* start *
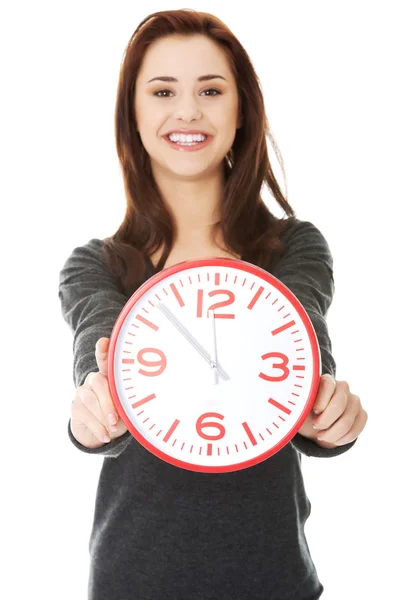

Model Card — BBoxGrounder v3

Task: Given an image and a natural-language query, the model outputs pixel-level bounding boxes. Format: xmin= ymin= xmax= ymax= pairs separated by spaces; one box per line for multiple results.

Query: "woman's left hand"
xmin=298 ymin=373 xmax=368 ymax=448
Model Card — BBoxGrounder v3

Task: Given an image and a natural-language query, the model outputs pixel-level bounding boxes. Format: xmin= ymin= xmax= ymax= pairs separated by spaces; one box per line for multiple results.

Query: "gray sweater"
xmin=59 ymin=219 xmax=356 ymax=600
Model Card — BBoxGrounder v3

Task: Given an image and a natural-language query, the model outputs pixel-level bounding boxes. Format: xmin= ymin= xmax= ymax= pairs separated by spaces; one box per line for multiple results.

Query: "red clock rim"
xmin=108 ymin=257 xmax=321 ymax=473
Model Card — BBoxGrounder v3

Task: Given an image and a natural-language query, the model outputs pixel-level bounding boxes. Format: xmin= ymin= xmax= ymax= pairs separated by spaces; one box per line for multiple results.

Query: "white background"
xmin=0 ymin=0 xmax=400 ymax=600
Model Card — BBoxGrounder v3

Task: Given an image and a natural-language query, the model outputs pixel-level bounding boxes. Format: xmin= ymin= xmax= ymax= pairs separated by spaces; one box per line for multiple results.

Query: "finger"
xmin=95 ymin=337 xmax=110 ymax=376
xmin=318 ymin=409 xmax=368 ymax=446
xmin=80 ymin=373 xmax=118 ymax=432
xmin=313 ymin=381 xmax=349 ymax=430
xmin=71 ymin=390 xmax=110 ymax=443
xmin=313 ymin=373 xmax=336 ymax=415
xmin=318 ymin=396 xmax=359 ymax=442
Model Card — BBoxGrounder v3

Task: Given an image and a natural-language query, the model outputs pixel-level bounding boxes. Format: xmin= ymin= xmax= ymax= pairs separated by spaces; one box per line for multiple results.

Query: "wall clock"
xmin=108 ymin=257 xmax=321 ymax=473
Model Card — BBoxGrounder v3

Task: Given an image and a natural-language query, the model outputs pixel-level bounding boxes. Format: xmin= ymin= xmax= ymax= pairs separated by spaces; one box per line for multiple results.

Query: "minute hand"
xmin=156 ymin=302 xmax=229 ymax=379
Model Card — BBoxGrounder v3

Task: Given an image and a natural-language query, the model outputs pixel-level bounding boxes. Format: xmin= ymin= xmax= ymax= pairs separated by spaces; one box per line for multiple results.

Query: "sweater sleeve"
xmin=272 ymin=219 xmax=358 ymax=458
xmin=58 ymin=238 xmax=132 ymax=457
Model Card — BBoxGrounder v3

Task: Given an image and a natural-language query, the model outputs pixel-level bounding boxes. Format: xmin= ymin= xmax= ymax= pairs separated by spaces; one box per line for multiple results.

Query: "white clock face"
xmin=108 ymin=258 xmax=321 ymax=472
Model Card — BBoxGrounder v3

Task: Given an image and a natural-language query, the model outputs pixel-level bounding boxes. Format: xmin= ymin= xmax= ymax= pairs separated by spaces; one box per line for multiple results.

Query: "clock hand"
xmin=210 ymin=309 xmax=218 ymax=384
xmin=156 ymin=302 xmax=229 ymax=379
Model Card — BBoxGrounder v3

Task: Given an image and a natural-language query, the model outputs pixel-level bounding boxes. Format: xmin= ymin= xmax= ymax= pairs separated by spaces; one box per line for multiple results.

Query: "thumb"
xmin=96 ymin=337 xmax=110 ymax=377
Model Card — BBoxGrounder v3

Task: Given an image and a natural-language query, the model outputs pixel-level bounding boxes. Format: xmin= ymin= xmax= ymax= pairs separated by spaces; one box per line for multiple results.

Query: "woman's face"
xmin=134 ymin=35 xmax=241 ymax=179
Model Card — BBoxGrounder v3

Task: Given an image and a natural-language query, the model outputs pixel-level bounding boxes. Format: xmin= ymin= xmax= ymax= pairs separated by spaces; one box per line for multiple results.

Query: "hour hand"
xmin=156 ymin=302 xmax=229 ymax=380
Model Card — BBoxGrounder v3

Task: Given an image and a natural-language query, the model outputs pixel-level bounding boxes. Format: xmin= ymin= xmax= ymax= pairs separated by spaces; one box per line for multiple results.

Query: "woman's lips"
* end *
What you need to do
Output every line of the items above as a Markdown table with two columns, Row for the row number and Line for the line, and skip the blank lines. Leave the pictures out of the table.

Answer to this exercise
| Row | Line |
|---|---|
| 1 | Model Card — BBoxGrounder v3 |
| 2 | Task: Given an image and a natural-language query, the model outputs pixel-level bounding boxes. Format: xmin= ymin= xmax= ymax= pairs separated by spaces; one box per line for multiple results. |
| 3 | Query: "woman's left hand" |
| 4 | xmin=298 ymin=373 xmax=368 ymax=448 |
| 5 | Model Card — BBoxGrounder v3 |
| 6 | Task: Given an image and a natural-language query, the model outputs pixel-level bounding boxes. Format: xmin= ymin= xmax= ymax= pairs separated by spaces; one box per line for multiple results. |
| 7 | Query: "gray sweater" |
| 8 | xmin=59 ymin=219 xmax=356 ymax=600 |
| 9 | Model Card — BBoxGrounder v3 |
| 10 | Task: Given an image and a natural-language query, the model outputs pixel-level bounding boxes. Format: xmin= ymin= xmax= ymax= pairs separated by spaces; one box per line for multiple results. |
| 11 | Query: "red clock rim" |
| 12 | xmin=108 ymin=257 xmax=321 ymax=473 |
| 13 | Model Card — BBoxGrounder v3 |
| 14 | Task: Given an image and a natural-language query, the model outputs pixel-level bounding boxes. Format: xmin= ymin= xmax= ymax= pairs separated by spaces; one box per line for multiple results. |
| 15 | Query: "white background" |
| 16 | xmin=0 ymin=0 xmax=400 ymax=600 |
| 17 | Model Card — BBoxGrounder v3 |
| 18 | Task: Given an image and a natural-language query, the model outputs pixel-level bounding boxes. Format: xmin= ymin= xmax= ymax= pairs separated by spaces; one box per line for multiple results. |
| 19 | Query: "finger" |
| 20 | xmin=95 ymin=337 xmax=110 ymax=376 |
| 21 | xmin=318 ymin=409 xmax=368 ymax=446 |
| 22 | xmin=80 ymin=373 xmax=118 ymax=432 |
| 23 | xmin=313 ymin=381 xmax=349 ymax=430 |
| 24 | xmin=71 ymin=390 xmax=110 ymax=443 |
| 25 | xmin=313 ymin=373 xmax=336 ymax=415 |
| 26 | xmin=318 ymin=396 xmax=359 ymax=442 |
| 27 | Model Card — BBoxGrounder v3 |
| 28 | Task: Given an image and a natural-language query, the model outputs pixel-level bounding boxes. Format: xmin= ymin= xmax= ymax= pairs separated by spaces; one box per line for multiple results. |
| 29 | Query: "wall clock" |
| 30 | xmin=108 ymin=257 xmax=321 ymax=473 |
| 31 | Model Card — BBoxGrounder v3 |
| 32 | Task: Given an image and a natural-language query, the model outputs pixel-level bounding boxes. Format: xmin= ymin= xmax= ymax= pairs separated by spaces; one box per line for multiple results. |
| 33 | Query: "minute hand" |
| 34 | xmin=156 ymin=302 xmax=229 ymax=379 |
| 35 | Model Card — BBoxGrounder v3 |
| 36 | Task: Given an image and a natural-language query, the model outputs pixel-level bounding boxes. Format: xmin= ymin= xmax= ymax= pairs separated by spaces; one box per line for multiple results. |
| 37 | Query: "sweater sleeve" |
| 38 | xmin=272 ymin=219 xmax=358 ymax=458 |
| 39 | xmin=58 ymin=238 xmax=132 ymax=457 |
| 40 | Model Card — BBoxGrounder v3 |
| 41 | Task: Given an image and a natural-language query, the model outputs pixel-level bounding boxes. Format: xmin= ymin= xmax= ymax= pairs separated by spaces; one box per line for multiple results. |
| 42 | Query: "white clock face" |
| 43 | xmin=108 ymin=258 xmax=321 ymax=472 |
| 44 | Model Card — BBoxGrounder v3 |
| 45 | Task: Given an image and a natural-language query, the model outputs pixel-level bounding boxes. Format: xmin= ymin= xmax= ymax= pairs separated by spaces; one box per line for multiple results. |
| 46 | Query: "clock hand" |
| 47 | xmin=210 ymin=309 xmax=218 ymax=384 |
| 48 | xmin=156 ymin=302 xmax=229 ymax=379 |
| 49 | Model Card — BBoxGrounder v3 |
| 50 | Task: Given an image and a natural-language query, the model outputs pixel-level bounding boxes. Format: xmin= ymin= xmax= ymax= pairs separated by spaces; one box per line for multiple results. |
| 51 | Query: "thumb" |
| 52 | xmin=96 ymin=337 xmax=110 ymax=377 |
| 53 | Model Card — BBoxGrounder v3 |
| 54 | Task: Given an image and a natural-language query, the model outputs pixel-level bounding boxes. Format: xmin= ymin= xmax= ymax= pairs separated by spaces; one box per line for multiple results. |
| 55 | Query: "woman's face" |
| 56 | xmin=134 ymin=35 xmax=241 ymax=179 |
| 57 | Model Card — BBoxGrounder v3 |
| 58 | Task: Given an image and a natural-language query, the model outputs pixel-level bounding boxes. Format: xmin= ymin= xmax= ymax= pairs separated by spaces; one box per line for multiple results. |
| 59 | Query: "hour hand" |
| 60 | xmin=156 ymin=302 xmax=229 ymax=380 |
| 61 | Model Card — BBoxGrounder v3 |
| 62 | Task: Given an image and a natural-language query, the model outputs pixel-level bounding boxes. Format: xmin= ymin= xmax= ymax= pairs separated by spaces; one box per line for multiple results. |
| 63 | Query: "woman's lips" |